***** Data provided *****

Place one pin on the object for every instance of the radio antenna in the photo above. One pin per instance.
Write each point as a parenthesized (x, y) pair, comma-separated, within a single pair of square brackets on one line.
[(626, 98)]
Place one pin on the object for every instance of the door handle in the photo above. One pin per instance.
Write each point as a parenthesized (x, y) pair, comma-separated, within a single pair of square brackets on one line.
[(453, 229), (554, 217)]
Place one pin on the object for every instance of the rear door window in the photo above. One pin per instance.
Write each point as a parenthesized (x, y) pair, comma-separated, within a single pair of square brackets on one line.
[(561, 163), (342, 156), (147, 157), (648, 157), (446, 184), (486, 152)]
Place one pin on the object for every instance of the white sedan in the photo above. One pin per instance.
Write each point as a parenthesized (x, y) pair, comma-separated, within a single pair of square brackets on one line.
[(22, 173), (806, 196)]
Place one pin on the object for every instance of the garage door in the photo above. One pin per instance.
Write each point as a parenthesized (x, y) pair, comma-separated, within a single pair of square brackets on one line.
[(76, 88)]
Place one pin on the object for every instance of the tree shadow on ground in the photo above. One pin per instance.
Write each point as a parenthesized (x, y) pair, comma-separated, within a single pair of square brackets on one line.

*****

** Prompt **
Copy out every line of the data above, exactly as given.

** In response **
Place one pin on the object for every instance of the radio antenna in the photo above. One pin per instance.
Write each point as a parenthesized (x, y) pair, comma-separated, within a single pair of square brackets on one line.
[(626, 98)]
Place one pin on the object for every instance of the door handle in the photo above. One pin per instance.
Write each point as a parenthesized (x, y) pair, comma-separated, within a single pair of square brackets on one line.
[(453, 229), (554, 217)]
Place one pin on the object for every instance of the rear door window in the photo above. One pin per instance.
Write each point as a parenthesized (x, y) pair, comma-separated, within a single pair of square brackets on one line.
[(561, 163), (342, 156), (147, 157), (648, 157), (446, 184), (486, 152)]
Place one pin on the object for every instance of the white sedan in the photo above. One pin per instance.
Write each point as a parenthesized (x, y) pair, comma-separated, within a single pair of square brackets on one line.
[(22, 173), (806, 196)]
Place one pin on the object for every instance of the garage door in the photo above. One pin per instance.
Write each point as a parenthesized (x, y) pair, comma-separated, within a single pair of square brackets on one line.
[(76, 88)]
Place one pin on the object for every instance of the tree shadow on ground in the photo above. One pin per instance.
Write each point as a parenthesized (x, y) pair, comma-separated, within a single pair of square brackets on one line.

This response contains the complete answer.